WHAT YOU NEED TO DO:
Set down, word for word, the stretch of lines from the one containing "Where can you see the horse head" to the end of the records below.
---------- AVAILABLE RECORDS
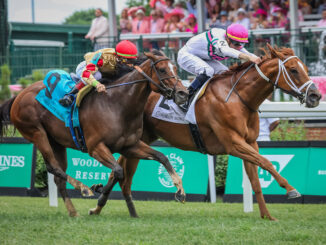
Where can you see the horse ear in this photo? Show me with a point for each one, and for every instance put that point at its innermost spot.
(150, 55)
(274, 53)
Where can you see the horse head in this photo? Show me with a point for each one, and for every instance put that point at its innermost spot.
(165, 77)
(288, 73)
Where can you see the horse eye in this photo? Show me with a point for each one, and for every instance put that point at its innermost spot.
(294, 71)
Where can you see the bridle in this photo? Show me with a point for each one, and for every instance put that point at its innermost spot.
(166, 91)
(296, 92)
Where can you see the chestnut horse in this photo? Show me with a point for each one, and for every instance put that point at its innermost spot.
(232, 127)
(112, 121)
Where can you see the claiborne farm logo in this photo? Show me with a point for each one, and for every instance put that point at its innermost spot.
(178, 165)
(279, 162)
(7, 162)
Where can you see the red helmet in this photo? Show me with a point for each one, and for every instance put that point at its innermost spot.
(126, 49)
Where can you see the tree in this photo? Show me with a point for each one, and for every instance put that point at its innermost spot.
(4, 83)
(82, 17)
--------------------
ANSWER TO THE TASK:
Where can you see the horse head in this photo? Show me with a point for each one, and for every instance put that point at its innermost spot.
(165, 77)
(288, 73)
Where can you see the horse eye in this photo? Show me with a point for each one, and for every instance put that point at its innermost spot.
(294, 71)
Where can you see the bridle in this photo? Show me with a point for each one, and for every instance put that point at its innermost spot.
(166, 91)
(296, 92)
Where can you see the chestnut horse in this photo? Show me with a point for each one, and for every instance put that point at its innermost spot.
(232, 127)
(112, 121)
Where can you see the claiborne farm logo in this photo? Show me with a point for each one, and for every instance put that point at its innermost spot.
(178, 165)
(279, 162)
(7, 162)
Where can you see the red helmet in this photo? Show me with a point for each one, and for every instance put that point at its innermost spot.
(126, 49)
Where can you see the tree in this photo? Show me with a point for each one, and for every instance put that point at its innermost spot.
(4, 83)
(82, 17)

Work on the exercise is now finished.